Przepisz wykaz od samego początku aż do wiersza z „point(924, 300)” włącznie, zastępując „chain link fence” przez „wooden fence” i nie zmieniając niczego poza tym.

§ Dostarczony wykaz
● ● ● ● ●

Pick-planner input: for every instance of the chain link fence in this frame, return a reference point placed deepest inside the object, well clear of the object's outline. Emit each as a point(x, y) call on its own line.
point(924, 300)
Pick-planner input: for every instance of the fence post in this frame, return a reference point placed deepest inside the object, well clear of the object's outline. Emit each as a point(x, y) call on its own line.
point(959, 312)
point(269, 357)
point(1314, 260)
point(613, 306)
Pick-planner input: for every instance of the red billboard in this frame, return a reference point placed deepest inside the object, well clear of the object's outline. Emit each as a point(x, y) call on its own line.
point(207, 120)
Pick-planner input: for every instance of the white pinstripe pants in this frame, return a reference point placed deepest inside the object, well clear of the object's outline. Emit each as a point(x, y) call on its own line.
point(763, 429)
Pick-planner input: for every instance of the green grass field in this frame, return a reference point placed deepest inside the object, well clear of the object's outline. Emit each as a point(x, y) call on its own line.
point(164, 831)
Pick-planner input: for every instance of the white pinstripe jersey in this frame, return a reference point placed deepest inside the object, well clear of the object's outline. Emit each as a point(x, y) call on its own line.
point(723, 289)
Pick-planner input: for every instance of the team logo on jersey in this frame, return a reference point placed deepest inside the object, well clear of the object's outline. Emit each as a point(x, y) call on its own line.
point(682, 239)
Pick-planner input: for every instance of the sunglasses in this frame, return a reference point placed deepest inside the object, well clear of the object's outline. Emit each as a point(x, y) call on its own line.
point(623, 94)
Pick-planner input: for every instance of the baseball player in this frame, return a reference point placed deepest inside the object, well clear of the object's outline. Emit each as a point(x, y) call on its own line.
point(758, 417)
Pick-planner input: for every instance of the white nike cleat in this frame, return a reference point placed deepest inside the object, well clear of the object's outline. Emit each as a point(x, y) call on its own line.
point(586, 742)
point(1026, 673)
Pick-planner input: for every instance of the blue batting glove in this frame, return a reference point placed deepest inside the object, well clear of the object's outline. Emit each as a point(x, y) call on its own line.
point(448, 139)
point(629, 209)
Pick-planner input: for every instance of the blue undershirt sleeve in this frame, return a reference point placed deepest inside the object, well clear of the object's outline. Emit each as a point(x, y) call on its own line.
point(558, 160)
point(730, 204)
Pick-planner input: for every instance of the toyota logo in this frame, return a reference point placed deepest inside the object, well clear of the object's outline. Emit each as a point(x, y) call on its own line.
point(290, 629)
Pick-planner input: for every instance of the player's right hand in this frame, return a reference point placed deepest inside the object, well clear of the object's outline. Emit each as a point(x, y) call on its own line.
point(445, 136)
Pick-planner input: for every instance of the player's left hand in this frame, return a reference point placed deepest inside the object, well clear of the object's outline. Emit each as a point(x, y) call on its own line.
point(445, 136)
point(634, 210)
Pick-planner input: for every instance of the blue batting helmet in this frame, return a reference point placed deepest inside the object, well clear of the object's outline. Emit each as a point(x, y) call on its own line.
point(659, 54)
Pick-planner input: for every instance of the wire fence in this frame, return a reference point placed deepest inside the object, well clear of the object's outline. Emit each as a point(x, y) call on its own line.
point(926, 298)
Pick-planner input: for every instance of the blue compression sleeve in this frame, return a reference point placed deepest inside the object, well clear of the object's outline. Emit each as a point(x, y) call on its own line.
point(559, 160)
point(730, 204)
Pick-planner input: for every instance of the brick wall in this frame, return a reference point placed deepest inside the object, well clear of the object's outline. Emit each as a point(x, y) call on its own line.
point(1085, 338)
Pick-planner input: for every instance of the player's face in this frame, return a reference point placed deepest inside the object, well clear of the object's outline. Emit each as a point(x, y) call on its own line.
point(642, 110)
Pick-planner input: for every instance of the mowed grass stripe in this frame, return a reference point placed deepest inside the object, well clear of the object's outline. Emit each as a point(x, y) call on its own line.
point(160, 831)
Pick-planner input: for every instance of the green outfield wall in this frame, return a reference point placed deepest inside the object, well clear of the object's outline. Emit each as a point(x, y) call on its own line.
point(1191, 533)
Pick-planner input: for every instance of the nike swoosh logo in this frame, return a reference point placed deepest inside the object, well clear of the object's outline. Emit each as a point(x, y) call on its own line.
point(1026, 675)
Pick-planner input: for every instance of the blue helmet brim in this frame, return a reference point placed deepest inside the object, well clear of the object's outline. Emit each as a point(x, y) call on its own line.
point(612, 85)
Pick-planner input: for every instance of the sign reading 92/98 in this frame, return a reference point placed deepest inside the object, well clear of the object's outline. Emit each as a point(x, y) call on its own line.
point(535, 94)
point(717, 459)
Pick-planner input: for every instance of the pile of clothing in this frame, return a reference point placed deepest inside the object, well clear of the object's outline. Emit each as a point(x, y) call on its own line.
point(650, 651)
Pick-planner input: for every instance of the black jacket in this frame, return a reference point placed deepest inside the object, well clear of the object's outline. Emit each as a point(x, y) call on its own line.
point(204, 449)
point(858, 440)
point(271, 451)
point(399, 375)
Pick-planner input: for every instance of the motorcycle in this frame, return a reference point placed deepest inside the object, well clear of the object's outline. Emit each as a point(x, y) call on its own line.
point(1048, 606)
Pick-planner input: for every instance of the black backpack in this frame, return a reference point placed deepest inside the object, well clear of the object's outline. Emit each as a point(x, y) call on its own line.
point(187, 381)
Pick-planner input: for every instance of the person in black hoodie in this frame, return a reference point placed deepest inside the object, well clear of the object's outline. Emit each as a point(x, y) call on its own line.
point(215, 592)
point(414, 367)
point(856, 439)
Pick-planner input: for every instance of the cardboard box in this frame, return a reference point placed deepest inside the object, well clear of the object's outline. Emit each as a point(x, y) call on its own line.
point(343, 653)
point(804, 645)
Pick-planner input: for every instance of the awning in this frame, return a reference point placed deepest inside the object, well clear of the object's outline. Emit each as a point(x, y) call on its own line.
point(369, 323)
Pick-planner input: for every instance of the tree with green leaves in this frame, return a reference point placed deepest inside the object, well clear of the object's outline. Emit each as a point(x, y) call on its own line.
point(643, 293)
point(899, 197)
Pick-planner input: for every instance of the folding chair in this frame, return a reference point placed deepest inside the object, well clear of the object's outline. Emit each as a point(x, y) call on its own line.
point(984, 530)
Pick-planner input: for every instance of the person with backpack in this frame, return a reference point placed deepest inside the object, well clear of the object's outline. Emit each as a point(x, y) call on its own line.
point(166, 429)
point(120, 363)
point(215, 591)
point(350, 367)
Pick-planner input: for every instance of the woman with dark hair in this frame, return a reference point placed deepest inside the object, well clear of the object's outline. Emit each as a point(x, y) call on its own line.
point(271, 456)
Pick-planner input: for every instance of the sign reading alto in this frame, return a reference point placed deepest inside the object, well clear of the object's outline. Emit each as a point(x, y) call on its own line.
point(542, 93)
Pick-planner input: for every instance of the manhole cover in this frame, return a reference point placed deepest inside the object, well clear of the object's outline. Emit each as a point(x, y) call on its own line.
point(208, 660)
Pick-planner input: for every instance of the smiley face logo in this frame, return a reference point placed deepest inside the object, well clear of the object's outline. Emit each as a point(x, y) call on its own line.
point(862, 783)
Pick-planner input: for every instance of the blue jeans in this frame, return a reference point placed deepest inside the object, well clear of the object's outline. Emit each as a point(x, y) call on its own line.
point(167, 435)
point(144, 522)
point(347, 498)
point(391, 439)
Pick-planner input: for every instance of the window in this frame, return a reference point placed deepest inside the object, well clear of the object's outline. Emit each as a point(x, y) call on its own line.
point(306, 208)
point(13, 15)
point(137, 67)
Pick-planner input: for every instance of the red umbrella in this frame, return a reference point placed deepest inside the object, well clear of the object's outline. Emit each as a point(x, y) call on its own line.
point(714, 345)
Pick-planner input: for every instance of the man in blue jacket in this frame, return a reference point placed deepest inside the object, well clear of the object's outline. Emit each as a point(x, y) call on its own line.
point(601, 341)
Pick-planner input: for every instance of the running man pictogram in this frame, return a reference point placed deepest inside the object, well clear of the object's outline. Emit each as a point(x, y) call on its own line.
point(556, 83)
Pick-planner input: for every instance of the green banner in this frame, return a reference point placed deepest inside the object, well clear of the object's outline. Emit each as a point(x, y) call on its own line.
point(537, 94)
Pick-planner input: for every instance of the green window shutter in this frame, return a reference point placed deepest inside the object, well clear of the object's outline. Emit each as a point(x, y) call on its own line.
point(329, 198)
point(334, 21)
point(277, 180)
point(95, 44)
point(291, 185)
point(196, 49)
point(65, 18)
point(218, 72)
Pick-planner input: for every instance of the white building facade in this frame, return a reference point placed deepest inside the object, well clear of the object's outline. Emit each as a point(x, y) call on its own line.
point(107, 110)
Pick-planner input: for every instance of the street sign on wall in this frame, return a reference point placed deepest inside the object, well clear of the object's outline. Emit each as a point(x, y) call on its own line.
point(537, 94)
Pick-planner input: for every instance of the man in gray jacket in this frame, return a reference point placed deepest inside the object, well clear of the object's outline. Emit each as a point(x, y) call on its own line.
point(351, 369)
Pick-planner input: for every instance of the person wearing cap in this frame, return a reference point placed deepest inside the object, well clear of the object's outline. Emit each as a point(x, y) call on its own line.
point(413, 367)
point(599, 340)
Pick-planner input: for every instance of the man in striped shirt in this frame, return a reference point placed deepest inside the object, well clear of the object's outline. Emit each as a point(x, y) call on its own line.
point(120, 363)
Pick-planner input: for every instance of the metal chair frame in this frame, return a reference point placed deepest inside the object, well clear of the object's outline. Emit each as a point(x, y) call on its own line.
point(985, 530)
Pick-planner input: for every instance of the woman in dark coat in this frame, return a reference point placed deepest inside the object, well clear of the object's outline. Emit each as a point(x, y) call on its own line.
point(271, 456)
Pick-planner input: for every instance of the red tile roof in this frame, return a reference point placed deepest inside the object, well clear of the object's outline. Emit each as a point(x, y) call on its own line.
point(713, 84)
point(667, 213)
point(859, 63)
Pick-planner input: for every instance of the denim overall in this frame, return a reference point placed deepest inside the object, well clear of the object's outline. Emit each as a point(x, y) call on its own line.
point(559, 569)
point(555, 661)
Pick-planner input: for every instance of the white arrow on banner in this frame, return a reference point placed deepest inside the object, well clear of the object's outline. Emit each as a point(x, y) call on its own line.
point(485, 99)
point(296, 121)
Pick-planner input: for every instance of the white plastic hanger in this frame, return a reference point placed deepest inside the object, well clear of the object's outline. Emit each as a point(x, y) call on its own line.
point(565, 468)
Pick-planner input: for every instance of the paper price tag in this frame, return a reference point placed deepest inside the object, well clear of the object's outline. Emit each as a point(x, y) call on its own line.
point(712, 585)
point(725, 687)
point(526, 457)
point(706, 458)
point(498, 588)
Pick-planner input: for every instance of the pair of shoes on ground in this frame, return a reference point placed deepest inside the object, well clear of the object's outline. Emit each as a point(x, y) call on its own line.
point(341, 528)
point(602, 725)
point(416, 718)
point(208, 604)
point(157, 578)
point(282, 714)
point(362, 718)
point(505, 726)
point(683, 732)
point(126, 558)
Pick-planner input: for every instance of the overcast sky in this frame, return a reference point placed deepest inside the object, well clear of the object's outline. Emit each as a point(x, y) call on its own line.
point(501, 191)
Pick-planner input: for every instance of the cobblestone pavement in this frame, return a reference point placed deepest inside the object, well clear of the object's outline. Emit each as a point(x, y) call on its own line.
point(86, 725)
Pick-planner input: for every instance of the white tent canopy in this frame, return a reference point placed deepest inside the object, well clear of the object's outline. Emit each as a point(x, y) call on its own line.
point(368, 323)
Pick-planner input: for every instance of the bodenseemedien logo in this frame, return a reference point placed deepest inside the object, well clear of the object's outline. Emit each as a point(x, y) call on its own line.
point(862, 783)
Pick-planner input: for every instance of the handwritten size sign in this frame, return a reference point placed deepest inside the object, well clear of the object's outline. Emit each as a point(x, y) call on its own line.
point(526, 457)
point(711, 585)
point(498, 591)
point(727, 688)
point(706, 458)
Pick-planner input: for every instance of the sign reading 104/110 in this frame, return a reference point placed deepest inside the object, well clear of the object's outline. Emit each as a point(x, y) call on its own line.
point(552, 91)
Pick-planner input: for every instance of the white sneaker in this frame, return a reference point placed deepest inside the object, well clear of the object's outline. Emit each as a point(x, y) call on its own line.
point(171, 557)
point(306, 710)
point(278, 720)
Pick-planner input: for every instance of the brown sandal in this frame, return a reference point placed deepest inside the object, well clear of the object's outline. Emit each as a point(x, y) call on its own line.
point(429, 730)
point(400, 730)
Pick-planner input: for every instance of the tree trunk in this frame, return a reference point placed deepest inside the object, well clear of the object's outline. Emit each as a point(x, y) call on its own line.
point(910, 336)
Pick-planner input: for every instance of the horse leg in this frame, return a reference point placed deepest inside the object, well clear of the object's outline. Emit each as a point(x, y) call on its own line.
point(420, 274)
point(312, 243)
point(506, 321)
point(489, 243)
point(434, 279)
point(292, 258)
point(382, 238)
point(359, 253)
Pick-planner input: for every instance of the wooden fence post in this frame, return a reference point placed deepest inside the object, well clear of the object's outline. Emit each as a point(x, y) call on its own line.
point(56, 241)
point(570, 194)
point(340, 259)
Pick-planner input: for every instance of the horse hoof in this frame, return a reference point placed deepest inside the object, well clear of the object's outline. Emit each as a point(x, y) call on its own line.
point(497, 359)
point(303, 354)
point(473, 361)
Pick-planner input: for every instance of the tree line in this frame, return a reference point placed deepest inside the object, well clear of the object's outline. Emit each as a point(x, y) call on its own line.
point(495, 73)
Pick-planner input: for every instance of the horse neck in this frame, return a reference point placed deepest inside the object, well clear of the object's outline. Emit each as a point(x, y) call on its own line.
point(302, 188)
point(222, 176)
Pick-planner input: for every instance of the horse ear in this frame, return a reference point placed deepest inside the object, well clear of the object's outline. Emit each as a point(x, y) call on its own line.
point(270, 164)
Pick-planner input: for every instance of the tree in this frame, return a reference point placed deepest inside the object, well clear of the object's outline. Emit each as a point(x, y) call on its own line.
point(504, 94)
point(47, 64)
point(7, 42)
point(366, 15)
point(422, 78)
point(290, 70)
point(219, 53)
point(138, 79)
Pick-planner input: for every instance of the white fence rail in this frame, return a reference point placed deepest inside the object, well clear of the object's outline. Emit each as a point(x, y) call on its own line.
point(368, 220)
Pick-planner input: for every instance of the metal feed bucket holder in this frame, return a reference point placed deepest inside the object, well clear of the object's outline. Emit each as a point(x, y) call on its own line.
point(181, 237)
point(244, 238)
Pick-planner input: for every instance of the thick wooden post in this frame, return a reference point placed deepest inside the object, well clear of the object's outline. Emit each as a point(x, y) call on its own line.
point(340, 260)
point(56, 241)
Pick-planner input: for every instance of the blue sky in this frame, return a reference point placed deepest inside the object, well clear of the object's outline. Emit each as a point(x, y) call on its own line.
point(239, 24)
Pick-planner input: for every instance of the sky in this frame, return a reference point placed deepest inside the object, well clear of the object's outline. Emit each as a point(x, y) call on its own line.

● ● ● ● ●

§ Odpowiedź
Pick-planner input: for every instance of the wooden fence in this frame, return a reference point placed deepest inside the object, well clear of the object's outline. Emit each as a point(x, y) call on its own line.
point(924, 300)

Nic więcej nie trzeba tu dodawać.